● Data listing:
※

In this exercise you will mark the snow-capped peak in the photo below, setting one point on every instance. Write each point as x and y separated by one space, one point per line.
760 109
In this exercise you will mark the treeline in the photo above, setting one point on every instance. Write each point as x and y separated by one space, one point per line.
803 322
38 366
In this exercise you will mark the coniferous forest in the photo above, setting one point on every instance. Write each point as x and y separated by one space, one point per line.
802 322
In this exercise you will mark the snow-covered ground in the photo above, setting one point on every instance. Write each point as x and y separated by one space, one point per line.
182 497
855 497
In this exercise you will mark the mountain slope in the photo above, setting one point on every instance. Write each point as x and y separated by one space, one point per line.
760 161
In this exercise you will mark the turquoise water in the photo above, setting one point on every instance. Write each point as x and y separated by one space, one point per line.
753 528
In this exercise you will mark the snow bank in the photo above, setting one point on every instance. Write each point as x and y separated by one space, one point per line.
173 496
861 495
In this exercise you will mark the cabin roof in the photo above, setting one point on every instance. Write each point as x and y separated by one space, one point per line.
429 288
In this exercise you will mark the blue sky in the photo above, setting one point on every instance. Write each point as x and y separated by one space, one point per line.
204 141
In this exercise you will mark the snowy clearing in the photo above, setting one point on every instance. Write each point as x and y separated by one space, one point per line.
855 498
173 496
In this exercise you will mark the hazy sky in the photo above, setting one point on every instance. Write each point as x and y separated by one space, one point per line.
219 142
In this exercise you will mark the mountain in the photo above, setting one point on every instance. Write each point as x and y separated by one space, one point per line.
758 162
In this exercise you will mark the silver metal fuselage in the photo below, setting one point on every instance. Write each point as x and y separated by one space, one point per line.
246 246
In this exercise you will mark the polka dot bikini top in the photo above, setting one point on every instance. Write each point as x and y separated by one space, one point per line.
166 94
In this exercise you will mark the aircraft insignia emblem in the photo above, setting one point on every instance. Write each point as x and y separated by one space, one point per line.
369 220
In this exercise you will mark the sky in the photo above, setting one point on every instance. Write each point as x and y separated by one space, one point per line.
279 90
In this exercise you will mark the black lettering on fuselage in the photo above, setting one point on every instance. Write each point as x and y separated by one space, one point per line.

※

● WRITTEN REQUEST: Change "fuselage" to "airframe" in the part of the records that opens with the line containing "In this exercise you will mark the hazy" and runs through the end of the records. Give only that part again, with nothing else altered.

● TASK OUTPUT:
In this exercise you will mark the hazy sky in the photo above, setting one point on every instance. Write each point as x and y separated by one space, one point per line.
219 142
In this exercise you will mark the mountain in the photo above, setting one point on every instance. Write each point as x and y separated by one space, one point per line.
758 162
In this exercise you will mark the silver metal airframe in the photo below, setting one point on every instance. Write each point as x and y separated by one space, one point per line.
246 246
In this exercise you will mark the polka dot bikini top in the photo above, setting one point on every instance. Write each point as x and y separated by one space, one point per line.
166 94
In this exercise you will mark the aircraft insignia emblem in the photo above, setting one point on every instance. Write each point as x and y separated by one space, one point per line.
369 220
In this exercise you will mark the sky in the photo above, setting one point on every instance. Write each point as x and y separated by one space, one point per line.
279 90
In this exercise you will mark the black lettering on airframe in the photo above, setting one point on every instance. Write each point as x and y separated by one space, one point per line.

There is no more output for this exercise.